WORK TO BE COMPLETED —
Identify all lines in the listing that include the word "item", and copy them out.

· · · · ·

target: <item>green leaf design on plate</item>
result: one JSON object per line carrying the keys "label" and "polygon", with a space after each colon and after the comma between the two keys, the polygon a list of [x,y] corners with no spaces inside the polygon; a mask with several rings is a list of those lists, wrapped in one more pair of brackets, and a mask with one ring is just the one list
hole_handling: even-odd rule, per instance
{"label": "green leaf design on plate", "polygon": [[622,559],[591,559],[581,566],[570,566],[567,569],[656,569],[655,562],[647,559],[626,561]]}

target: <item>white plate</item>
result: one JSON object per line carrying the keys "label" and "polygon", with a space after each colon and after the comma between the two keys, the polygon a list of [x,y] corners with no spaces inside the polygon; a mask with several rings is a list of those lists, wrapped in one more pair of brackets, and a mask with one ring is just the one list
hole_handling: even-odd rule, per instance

· · · · ·

ANSWER TO THE EXERCISE —
target: <item>green leaf design on plate</item>
target: <item>white plate</item>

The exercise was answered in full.